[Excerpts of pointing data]

***

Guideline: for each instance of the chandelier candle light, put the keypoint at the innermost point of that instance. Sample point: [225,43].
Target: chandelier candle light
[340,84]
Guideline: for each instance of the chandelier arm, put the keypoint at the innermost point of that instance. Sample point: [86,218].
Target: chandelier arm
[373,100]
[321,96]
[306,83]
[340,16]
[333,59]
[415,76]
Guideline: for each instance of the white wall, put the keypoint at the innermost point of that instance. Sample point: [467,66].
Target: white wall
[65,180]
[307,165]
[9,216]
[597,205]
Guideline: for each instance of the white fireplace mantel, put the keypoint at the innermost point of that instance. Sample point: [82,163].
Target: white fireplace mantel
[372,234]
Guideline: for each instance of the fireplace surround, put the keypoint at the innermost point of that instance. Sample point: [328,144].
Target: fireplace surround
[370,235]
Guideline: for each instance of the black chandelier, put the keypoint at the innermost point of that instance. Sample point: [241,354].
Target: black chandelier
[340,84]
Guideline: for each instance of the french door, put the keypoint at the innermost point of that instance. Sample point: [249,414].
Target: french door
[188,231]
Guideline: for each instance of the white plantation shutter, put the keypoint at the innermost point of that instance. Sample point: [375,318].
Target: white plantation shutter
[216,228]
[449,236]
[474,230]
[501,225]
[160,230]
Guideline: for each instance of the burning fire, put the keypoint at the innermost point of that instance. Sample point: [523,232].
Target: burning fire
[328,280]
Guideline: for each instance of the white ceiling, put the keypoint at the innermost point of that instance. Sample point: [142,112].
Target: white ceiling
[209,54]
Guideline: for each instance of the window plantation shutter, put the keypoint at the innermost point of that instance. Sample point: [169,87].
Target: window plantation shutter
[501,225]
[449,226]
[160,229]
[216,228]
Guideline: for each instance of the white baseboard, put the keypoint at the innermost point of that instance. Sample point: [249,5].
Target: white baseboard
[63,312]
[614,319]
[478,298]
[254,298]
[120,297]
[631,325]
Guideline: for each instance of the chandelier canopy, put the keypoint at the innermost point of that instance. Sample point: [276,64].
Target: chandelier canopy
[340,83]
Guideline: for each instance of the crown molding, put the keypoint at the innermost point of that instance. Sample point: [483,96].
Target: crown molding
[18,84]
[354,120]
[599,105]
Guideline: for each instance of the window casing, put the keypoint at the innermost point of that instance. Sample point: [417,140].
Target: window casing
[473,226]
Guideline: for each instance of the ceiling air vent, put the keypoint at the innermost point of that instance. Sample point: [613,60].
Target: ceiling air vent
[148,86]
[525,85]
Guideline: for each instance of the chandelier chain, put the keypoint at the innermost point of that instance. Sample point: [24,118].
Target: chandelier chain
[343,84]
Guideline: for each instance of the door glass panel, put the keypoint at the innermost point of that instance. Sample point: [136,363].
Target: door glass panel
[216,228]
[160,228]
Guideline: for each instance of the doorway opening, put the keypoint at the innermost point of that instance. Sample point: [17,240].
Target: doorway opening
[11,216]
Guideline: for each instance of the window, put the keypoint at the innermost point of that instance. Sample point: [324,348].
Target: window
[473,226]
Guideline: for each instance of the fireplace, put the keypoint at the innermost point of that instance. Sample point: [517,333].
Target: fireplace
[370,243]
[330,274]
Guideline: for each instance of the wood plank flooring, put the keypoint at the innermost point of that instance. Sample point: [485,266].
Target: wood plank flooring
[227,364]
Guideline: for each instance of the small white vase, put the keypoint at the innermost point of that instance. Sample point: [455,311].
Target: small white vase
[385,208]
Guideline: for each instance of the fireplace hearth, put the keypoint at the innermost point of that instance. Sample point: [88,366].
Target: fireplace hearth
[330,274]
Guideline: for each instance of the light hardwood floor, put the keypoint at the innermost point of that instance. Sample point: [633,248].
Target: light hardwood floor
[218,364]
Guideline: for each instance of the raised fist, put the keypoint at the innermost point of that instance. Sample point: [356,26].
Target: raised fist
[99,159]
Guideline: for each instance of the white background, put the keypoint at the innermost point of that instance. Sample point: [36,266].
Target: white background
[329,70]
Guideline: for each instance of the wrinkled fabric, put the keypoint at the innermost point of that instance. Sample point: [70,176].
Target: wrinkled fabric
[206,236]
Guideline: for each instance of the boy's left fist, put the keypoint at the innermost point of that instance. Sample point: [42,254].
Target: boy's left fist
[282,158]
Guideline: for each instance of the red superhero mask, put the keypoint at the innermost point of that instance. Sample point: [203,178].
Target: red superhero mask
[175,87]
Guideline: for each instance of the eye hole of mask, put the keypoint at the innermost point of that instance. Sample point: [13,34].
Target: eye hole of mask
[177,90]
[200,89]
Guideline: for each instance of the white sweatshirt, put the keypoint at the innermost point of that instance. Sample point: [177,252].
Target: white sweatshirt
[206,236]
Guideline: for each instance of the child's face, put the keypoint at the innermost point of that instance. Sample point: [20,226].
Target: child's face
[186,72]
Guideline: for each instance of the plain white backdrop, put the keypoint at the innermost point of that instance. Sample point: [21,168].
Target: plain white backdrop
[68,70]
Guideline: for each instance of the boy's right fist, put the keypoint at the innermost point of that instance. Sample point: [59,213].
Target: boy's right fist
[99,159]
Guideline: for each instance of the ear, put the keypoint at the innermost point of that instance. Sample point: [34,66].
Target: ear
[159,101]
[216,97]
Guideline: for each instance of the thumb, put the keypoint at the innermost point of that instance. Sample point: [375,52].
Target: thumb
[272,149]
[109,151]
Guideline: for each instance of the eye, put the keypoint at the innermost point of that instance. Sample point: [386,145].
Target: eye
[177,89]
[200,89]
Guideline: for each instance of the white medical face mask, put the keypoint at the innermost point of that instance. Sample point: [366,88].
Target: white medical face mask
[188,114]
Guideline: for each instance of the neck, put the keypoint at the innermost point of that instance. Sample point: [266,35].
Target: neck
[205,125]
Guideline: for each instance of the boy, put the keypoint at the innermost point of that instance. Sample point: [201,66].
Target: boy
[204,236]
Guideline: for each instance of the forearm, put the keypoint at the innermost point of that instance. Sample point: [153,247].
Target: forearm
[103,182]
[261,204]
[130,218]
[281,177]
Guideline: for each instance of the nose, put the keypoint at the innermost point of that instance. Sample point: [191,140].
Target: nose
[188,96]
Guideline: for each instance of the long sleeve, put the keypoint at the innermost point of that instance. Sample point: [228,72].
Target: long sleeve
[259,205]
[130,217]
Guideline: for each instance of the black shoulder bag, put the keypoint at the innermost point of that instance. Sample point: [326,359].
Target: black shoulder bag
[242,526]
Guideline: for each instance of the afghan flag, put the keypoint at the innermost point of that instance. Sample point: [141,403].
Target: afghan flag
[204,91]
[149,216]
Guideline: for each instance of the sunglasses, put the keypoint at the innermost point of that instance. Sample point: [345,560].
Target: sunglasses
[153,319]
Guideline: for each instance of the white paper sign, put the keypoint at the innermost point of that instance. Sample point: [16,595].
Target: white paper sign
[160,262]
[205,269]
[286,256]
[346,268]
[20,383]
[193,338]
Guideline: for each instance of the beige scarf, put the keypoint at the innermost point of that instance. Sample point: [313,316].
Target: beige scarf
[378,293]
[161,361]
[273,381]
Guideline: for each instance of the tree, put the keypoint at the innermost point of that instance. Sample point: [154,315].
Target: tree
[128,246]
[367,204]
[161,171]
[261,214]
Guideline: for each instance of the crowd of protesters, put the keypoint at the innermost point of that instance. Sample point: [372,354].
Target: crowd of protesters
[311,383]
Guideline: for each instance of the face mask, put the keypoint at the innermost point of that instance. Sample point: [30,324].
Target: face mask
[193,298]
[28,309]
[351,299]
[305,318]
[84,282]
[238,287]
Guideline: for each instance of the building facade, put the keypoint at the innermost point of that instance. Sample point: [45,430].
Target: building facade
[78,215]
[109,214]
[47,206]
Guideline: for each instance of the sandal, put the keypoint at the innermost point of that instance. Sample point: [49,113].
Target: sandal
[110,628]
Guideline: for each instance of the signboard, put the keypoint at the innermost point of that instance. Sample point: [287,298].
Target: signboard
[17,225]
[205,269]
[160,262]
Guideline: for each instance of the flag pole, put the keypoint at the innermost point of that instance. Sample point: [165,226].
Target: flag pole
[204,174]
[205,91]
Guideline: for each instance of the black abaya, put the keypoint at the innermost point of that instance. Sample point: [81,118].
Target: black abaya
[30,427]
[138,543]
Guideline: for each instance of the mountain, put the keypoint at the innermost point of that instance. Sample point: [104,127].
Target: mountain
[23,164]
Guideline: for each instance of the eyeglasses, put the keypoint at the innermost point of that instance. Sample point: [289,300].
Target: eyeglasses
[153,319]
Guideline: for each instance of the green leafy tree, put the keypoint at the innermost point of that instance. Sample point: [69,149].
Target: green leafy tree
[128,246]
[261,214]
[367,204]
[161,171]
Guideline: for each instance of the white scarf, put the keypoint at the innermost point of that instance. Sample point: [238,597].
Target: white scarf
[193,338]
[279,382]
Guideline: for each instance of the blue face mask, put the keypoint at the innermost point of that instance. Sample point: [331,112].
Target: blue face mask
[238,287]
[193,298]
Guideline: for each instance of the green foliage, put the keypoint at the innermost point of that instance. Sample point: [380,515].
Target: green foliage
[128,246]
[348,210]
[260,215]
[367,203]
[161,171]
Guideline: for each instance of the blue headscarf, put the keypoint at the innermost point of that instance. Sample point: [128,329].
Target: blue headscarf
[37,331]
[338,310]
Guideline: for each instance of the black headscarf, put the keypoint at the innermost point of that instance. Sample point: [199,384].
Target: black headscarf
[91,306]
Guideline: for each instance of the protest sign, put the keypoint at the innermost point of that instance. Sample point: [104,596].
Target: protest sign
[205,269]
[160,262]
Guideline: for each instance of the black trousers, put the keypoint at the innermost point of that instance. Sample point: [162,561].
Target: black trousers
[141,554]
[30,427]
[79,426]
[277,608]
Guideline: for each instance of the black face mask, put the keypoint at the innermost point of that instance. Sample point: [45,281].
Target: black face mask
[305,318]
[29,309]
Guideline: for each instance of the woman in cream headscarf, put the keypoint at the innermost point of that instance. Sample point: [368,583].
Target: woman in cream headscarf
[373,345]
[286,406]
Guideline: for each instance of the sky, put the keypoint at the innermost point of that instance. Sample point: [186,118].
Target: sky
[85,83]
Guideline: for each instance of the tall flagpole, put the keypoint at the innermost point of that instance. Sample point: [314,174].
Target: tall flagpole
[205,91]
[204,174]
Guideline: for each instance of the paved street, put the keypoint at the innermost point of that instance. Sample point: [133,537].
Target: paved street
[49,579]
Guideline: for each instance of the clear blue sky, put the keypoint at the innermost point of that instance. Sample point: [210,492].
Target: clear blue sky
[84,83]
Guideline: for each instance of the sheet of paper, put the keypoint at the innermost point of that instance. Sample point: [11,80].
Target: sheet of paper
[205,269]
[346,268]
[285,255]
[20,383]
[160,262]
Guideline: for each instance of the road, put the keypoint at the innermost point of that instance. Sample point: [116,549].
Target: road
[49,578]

***

:: Aim ::
The required output is the span of lines from the one containing "Guideline: for each instance of the black face" to the last line, reproduced character for character.

:: Written answer ::
Guideline: for each instance of the black face mask, put the keypoint at the innermost point of that instance. Sample point: [45,281].
Target: black face mask
[305,318]
[29,309]
Guideline: for each instance of the woman in cream headscarf, put the keypoint at the innermost point of that instance. Sample point: [368,583].
Target: woman in cream headscarf
[373,345]
[286,406]
Guideline: for each instance of the sky, put the keypoint at the innermost point of that instance. Sample point: [186,118].
Target: sky
[85,83]
Guideline: for each instance of the tall flagpole, put the keypoint at the innermost point of that instance. Sample point: [314,174].
Target: tall flagpole
[205,91]
[204,174]
Guideline: for each instance of the paved street, put the keypoint at the innermost point of that instance. Sample point: [133,537].
Target: paved street
[49,579]
Guideline: for each instance of the clear blue sky, put the keypoint at the innermost point of that instance. Sample point: [210,492].
Target: clear blue sky
[84,83]
Guideline: for each instance of the sheet of paper, put the keypoint at the innermost point of that instance. Sample point: [11,80].
Target: sheet of paper
[205,269]
[346,268]
[285,255]
[20,383]
[160,262]
Guideline: for each instance of the road, put the keypoint at the innermost point of that instance. Sample point: [116,549].
Target: road
[49,578]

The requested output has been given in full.